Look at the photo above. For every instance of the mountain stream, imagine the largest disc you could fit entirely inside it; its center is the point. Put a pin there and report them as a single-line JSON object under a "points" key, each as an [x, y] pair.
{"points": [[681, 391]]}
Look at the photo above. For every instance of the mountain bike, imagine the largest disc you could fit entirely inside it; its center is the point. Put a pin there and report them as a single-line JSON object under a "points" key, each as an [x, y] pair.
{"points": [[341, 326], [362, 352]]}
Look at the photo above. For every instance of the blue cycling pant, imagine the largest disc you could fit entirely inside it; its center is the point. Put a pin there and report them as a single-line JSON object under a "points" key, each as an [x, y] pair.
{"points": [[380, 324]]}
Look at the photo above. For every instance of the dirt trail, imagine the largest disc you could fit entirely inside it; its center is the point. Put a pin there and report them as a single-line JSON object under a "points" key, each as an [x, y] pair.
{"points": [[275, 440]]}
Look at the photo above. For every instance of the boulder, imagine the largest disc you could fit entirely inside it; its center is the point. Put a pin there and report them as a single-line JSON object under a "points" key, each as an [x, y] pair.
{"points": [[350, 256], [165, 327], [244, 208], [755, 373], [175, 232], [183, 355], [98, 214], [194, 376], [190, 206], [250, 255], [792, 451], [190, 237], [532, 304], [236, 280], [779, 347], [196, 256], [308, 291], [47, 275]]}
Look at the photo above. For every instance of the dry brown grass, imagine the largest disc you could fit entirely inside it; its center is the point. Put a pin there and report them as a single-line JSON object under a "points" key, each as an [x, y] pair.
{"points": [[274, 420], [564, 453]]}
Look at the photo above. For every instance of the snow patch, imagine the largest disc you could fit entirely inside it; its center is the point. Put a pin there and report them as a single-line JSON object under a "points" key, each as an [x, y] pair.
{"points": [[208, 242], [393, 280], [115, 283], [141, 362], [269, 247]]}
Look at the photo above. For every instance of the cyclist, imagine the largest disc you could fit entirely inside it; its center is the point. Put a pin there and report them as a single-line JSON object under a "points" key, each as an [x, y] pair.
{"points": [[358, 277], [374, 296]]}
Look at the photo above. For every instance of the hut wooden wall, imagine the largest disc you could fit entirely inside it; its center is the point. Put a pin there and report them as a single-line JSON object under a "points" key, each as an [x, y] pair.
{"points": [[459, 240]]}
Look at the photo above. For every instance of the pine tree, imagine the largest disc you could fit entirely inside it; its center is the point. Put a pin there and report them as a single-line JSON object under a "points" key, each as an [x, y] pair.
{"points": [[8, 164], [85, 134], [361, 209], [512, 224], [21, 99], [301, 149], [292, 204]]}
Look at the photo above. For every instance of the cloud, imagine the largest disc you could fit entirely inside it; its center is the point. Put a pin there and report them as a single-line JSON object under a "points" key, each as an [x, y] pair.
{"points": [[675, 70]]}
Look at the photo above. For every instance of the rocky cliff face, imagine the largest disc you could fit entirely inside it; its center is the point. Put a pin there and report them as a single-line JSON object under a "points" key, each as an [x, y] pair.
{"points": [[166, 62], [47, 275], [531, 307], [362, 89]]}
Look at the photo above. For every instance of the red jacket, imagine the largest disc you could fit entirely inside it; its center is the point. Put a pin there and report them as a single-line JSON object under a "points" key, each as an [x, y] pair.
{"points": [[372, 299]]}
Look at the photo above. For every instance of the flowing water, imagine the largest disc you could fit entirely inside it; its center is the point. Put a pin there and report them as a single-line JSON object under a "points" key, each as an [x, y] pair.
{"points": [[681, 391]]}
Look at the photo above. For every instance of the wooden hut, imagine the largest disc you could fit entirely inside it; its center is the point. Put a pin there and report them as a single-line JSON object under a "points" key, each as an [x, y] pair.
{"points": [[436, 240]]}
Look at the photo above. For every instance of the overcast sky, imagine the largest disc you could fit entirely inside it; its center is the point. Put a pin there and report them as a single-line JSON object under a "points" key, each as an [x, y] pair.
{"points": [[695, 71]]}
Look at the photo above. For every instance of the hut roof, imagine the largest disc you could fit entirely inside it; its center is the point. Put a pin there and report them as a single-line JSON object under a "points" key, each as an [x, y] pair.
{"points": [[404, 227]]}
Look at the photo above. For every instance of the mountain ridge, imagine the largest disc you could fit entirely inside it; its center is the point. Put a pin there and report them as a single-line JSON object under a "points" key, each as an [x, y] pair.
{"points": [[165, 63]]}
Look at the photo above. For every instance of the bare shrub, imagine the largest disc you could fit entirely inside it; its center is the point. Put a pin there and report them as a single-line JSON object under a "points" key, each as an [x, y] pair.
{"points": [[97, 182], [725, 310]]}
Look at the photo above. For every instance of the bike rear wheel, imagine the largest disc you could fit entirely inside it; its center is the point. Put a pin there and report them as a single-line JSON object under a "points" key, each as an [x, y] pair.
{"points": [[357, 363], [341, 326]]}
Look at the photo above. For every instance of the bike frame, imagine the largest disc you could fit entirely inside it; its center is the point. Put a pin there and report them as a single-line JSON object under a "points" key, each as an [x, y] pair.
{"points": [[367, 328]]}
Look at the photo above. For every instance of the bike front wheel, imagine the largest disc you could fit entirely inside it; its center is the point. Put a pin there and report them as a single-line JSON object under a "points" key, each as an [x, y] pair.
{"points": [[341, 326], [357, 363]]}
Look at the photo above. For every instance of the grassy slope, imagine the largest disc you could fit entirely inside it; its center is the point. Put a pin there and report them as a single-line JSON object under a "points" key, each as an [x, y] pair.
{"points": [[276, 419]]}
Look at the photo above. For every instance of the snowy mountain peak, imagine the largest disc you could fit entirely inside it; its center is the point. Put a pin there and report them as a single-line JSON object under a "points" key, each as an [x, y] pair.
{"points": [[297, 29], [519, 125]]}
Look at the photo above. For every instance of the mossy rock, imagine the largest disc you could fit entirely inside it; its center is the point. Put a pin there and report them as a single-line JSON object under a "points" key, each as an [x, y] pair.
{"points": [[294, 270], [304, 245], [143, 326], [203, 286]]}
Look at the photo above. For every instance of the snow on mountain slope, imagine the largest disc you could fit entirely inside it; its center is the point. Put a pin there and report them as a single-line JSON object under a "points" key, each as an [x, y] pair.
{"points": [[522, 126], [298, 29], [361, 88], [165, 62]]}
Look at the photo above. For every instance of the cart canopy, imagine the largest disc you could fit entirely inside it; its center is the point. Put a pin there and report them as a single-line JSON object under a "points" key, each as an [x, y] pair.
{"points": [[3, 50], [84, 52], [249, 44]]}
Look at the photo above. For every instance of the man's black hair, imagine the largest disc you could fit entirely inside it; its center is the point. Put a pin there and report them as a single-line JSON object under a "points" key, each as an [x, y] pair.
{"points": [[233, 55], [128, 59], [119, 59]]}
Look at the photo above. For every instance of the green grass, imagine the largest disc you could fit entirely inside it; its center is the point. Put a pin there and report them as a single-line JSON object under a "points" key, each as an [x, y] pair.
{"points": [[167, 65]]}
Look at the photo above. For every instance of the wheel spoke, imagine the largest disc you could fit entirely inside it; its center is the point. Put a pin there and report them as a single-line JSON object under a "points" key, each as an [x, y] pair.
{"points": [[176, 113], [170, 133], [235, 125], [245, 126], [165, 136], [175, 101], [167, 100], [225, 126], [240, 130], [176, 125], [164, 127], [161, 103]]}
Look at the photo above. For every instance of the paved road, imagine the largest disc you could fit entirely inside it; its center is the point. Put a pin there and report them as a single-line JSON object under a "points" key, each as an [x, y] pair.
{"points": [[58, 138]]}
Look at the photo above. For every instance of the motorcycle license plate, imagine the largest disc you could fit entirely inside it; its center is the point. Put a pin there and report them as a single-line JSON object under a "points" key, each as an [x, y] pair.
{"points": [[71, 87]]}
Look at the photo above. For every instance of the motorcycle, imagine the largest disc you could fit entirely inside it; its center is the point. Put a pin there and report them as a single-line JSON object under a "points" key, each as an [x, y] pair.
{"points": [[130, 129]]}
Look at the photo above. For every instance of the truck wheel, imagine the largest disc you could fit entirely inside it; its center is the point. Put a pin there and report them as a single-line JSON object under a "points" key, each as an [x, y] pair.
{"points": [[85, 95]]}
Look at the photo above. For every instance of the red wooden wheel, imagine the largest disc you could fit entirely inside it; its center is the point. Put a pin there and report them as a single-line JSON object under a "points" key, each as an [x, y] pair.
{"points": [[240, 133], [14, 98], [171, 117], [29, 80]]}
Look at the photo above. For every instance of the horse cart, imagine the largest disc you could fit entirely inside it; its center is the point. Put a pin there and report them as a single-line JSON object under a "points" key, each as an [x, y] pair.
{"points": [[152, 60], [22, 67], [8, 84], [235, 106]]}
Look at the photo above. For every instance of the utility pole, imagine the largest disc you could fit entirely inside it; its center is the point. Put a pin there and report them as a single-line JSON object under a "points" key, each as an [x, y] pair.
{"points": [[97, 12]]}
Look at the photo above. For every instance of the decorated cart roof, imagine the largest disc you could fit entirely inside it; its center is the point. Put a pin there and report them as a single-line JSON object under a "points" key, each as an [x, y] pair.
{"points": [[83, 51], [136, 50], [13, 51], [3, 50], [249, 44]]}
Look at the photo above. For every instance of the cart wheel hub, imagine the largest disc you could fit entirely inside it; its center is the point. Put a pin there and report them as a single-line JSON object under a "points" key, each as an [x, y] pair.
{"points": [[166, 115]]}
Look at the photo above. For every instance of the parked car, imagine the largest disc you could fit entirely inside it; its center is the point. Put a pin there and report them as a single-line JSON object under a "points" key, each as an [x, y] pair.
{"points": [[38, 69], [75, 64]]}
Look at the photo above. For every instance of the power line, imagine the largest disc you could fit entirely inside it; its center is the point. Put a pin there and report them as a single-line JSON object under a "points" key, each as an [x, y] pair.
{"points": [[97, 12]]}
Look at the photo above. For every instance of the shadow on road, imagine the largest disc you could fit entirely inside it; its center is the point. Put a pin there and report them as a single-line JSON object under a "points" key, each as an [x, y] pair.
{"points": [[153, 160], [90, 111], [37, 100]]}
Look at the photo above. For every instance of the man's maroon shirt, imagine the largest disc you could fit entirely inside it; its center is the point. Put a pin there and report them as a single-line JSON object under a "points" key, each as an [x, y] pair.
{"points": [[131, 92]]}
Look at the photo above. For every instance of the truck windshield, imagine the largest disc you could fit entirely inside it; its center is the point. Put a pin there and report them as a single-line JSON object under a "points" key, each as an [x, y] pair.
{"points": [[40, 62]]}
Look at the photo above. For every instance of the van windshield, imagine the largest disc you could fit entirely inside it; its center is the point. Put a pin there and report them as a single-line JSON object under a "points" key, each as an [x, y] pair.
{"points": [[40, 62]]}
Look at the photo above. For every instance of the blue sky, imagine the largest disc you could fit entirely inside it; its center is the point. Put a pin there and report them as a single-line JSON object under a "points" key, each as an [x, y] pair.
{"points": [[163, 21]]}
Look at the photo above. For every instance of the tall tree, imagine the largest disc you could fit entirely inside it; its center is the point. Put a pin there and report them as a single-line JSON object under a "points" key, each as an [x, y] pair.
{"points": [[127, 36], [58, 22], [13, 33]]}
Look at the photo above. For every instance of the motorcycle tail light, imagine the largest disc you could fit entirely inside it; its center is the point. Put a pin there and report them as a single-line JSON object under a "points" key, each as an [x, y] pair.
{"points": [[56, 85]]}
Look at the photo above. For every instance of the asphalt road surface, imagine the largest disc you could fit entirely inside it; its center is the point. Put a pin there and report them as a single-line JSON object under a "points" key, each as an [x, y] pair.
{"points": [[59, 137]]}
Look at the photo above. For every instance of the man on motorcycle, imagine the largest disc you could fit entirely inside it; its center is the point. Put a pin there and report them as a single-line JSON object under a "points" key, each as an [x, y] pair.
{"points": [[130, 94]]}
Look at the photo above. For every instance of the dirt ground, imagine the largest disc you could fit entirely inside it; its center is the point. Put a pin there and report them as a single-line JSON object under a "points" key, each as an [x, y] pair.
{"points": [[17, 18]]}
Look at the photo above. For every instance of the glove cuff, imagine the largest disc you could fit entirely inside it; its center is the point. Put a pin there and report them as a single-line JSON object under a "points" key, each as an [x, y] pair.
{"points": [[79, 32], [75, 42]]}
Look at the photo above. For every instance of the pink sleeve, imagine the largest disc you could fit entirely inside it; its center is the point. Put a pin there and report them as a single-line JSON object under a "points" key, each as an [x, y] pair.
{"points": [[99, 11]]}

:: What this task involves ::
Return exactly the lines from the line bearing "dirt ground, imagine" to the end of the records, inclusive of both; include no other lines.

:: Result of the task ::
Look at the photo above. For every instance of the dirt ground, imagine the largest disc you could fit entirely inside it; its center is the point. Put a pin there and report them as a single-line JSON object under a "points" key, each as an [x, y] pair.
{"points": [[17, 18]]}
Look at the photo above. For every instance of the glove cuff, imagine the largest disc you could fit entirely inside it; its center is the point. Put a pin there and report them as a single-line JSON object under a "points" key, each as an [x, y] pair.
{"points": [[79, 32], [75, 42]]}
Look at the photo above. For every instance of the pink sleeve, imagine the largest disc you could fit entirely inside it; its center is the point. Put a pin there and report them as a single-line JSON object under a "points" key, each as an [x, y] pair.
{"points": [[99, 11]]}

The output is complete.